Dataset extract below:

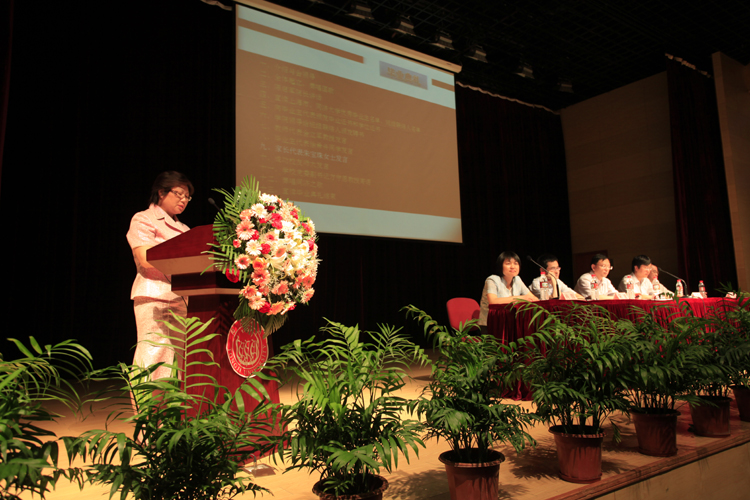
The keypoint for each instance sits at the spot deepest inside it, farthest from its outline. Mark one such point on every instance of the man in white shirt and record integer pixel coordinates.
(641, 267)
(559, 288)
(600, 268)
(654, 275)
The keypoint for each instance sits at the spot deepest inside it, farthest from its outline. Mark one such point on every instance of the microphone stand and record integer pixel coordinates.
(684, 283)
(541, 268)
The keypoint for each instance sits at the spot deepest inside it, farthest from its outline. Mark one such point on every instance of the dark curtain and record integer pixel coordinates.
(106, 95)
(6, 44)
(704, 233)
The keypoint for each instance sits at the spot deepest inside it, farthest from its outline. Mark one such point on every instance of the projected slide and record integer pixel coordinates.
(364, 141)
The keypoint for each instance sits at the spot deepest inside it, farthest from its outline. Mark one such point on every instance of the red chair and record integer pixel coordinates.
(461, 310)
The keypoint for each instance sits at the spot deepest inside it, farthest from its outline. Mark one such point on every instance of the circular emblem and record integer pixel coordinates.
(247, 352)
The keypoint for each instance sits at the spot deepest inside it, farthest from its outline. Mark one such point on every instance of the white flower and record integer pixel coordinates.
(268, 198)
(253, 248)
(259, 210)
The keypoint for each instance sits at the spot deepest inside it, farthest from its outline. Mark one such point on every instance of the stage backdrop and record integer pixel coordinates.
(105, 96)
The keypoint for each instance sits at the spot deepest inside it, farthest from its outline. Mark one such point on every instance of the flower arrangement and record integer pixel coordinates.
(267, 245)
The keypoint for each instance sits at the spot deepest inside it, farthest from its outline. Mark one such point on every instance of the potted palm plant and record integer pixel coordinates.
(732, 322)
(346, 424)
(724, 332)
(660, 373)
(462, 405)
(28, 451)
(184, 443)
(575, 360)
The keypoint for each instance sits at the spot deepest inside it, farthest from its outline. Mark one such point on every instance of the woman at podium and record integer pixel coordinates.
(152, 291)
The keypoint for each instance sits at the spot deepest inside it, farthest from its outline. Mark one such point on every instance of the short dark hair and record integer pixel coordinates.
(166, 181)
(597, 257)
(640, 260)
(501, 258)
(545, 259)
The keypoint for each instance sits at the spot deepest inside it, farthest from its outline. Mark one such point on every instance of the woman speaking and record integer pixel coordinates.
(152, 290)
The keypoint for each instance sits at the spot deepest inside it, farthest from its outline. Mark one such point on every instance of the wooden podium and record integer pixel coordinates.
(211, 295)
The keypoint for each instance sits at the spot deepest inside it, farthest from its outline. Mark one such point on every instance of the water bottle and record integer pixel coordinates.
(594, 288)
(629, 287)
(543, 286)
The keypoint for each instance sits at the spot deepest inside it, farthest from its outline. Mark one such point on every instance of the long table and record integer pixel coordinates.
(510, 322)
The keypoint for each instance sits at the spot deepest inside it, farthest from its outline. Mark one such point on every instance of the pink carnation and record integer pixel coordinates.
(261, 278)
(244, 230)
(232, 275)
(306, 280)
(249, 292)
(276, 308)
(243, 261)
(257, 303)
(307, 296)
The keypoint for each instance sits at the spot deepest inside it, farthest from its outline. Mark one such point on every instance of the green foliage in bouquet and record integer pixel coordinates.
(347, 423)
(664, 359)
(267, 245)
(188, 440)
(463, 403)
(725, 332)
(29, 452)
(575, 366)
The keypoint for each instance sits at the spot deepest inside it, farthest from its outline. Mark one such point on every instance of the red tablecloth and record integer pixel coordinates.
(505, 322)
(509, 322)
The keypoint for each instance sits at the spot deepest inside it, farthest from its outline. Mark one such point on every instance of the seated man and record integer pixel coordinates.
(600, 268)
(654, 275)
(641, 267)
(549, 261)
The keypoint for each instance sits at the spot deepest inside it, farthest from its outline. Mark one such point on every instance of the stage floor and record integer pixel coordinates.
(531, 475)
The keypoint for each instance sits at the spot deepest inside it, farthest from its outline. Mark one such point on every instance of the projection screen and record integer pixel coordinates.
(364, 141)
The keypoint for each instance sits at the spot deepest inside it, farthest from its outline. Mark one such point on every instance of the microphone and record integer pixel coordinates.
(545, 270)
(213, 204)
(661, 270)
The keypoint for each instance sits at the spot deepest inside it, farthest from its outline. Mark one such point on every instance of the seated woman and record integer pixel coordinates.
(600, 268)
(505, 289)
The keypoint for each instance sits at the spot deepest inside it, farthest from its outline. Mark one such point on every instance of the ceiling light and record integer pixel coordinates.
(477, 53)
(360, 10)
(403, 25)
(525, 71)
(443, 40)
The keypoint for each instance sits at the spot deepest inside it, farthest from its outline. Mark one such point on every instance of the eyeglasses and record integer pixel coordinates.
(181, 196)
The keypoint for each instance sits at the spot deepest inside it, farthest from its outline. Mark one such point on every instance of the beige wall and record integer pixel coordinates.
(733, 98)
(619, 161)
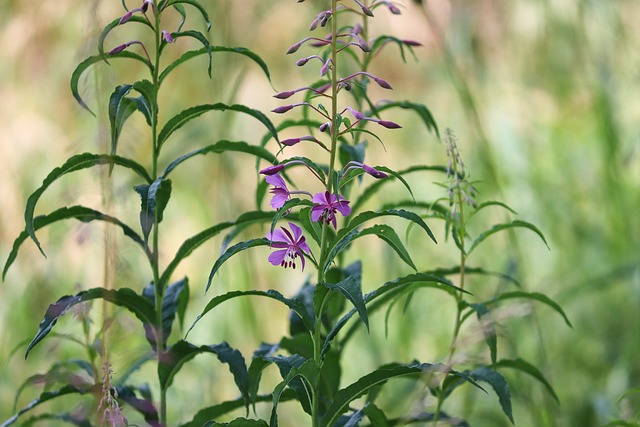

End of Dataset extract.

- Problem to work on
All of the data must be given again exactly, without the pictures.

- Result
The keypoint for each instance sits at the spot deepest inside it, farthest from its outline. Mark one such point on every instance of the man in white shirt and record integer pixel coordinates.
(641, 267)
(559, 288)
(600, 268)
(654, 275)
The keypoint for each instance sits at the spot deepest inside it, farthest from its outline. Mark one such point on every instance of the microphone stand and record integer pixel coordinates.
(684, 283)
(541, 268)
The keypoint for each instance sits at the spot deepest inside it, farthest from its outline. Mark one such point on every instance of the dark curtain and record integer pixel coordinates.
(106, 95)
(6, 44)
(704, 233)
The keypoint for each instance sits at the spot deepest inside it, farthest from its outline. Mark one such point on every instance of the projected slide and record integer pixel coordinates.
(364, 141)
The keypoint for each instance sits at the spot deepest inside it, farthest from its outline. Mark one such point on every instance of the red chair and record integer pixel coordinates.
(461, 310)
The keypoint for each instance sits at the spot deepest inside it, farthest from its outline. Mark one such point on every instance of the circular emblem and record integer pixel coordinates.
(247, 352)
The keypoint for each instance sits at the spot deepest inside it, farthest from its outline. Mark one such point on every instance of the white flower and record integer pixel coordinates.
(268, 198)
(253, 248)
(259, 210)
The keypoint for each instance sits at the spot deepest inside it, farthest from its outline. Mark one such point on every instance of the stage backdrop and record integer pixel coordinates.
(105, 96)
The keypoint for each instance sits at the spot deepest inside it, farthest from its outline. Mark one such point on every instance of the flower arrangement and record integer pixel coordinates.
(267, 245)
The keypoint for each instance sits at the spot deepest inside it, farthest from its outline. Mark one such point on every instance of the potted palm plant and record integer pixel coordinates.
(732, 322)
(346, 424)
(724, 332)
(660, 373)
(462, 405)
(28, 451)
(184, 443)
(575, 360)
The keypoint for each instance sits at the spot deepest inside it, farthest from its outline. Mark one such point on every instance of the woman at podium and record integer pixel coordinates.
(152, 291)
The keypoint for each instance sits at the spot deepest inside it, farthest from its outline. Mark one such point on every instance of the short dark hair and record integer pixel coordinates.
(166, 181)
(597, 257)
(640, 260)
(501, 258)
(545, 259)
The keypoint for each instance sits at the spot deepest inside it, farthest from its outline. Mark one such point on every instance of the woman speaking and record integer pixel coordinates.
(152, 290)
The keypoint for each instance sits at the spot deepest inside it, farthest from its outline. Mark one such point on every instance of the wooden podium and record integer pixel coordinates.
(211, 295)
The keypoint for each instance sits at the spot deepest inside it, farthest from its outline. Mark one such point on every instance of the water bottle and record integer pixel coordinates.
(594, 288)
(629, 287)
(543, 286)
The keypoint for each instance sits at the spot deepest inside it, farthest from its outline. Mark one such point on every instance of the long table and record integer pixel coordinates.
(510, 322)
The keypoint for each instance sits at the spot deepest inside it, farthest from its outline. Mark one such point on every instance of the pink carnation and record integer pixel coordinates.
(261, 278)
(244, 230)
(232, 275)
(306, 280)
(249, 292)
(276, 308)
(243, 261)
(257, 303)
(307, 296)
The keypoint for each instance sits at the spot deepest inside it, farthest from its outline. Mark one such point on every instance of the green foliage in bouquet and record integer pixel coordinates.
(347, 423)
(664, 359)
(267, 245)
(188, 440)
(463, 403)
(725, 332)
(29, 452)
(575, 366)
The keypoint for each instance sits at the spot deepest inside it, farthest from its outline. Mark one such point on every instance of the red tablecloth and record integer pixel coordinates.
(505, 322)
(509, 322)
The keypoint for each instance sits at the spot deepest inside it, farthest from its outline. Mark one such point on every instance of the seated man and record integer pixel coordinates.
(600, 268)
(654, 275)
(641, 267)
(549, 261)
The keypoint for each instance sits at the spot deepest inside it, farthest from its outline. Mark one such point on every instance of the stage floor and record integer pixel coordinates.
(531, 475)
The keypoint for each instance sits at the spot deepest inside it, farthest from its outline. Mark one such point on every instance of the projection screen and record integer pixel coordinates.
(364, 141)
The keypoint for each instance sits at the spot deepest inside it, farthest from its outline. Mark one such point on every instance of the microphone and record integer pixel coordinates.
(545, 270)
(213, 204)
(661, 270)
The keypoint for each instance sits at the spot deepest inside it, farthest from its outline. Mark one such point on every instance of the seated woman and record integer pixel coordinates.
(600, 268)
(505, 289)
The keypoint for each instance sits at the spot deepest inside it, farthest from its outline. Mark one such point on every instance of the ceiling light and record integer pixel coordinates.
(477, 53)
(360, 10)
(403, 25)
(525, 71)
(443, 40)
The keypoint for each instance sits at the spot deepest inside it, farthest from its outline. Mark one such point on every instance of the eyeglasses and record integer pixel coordinates.
(181, 196)
The keypoint for each instance sits at the spot deepest inside it, farthest from its outline. Mark one such point on every instance of the beige wall and record integer pixel coordinates.
(733, 98)
(619, 161)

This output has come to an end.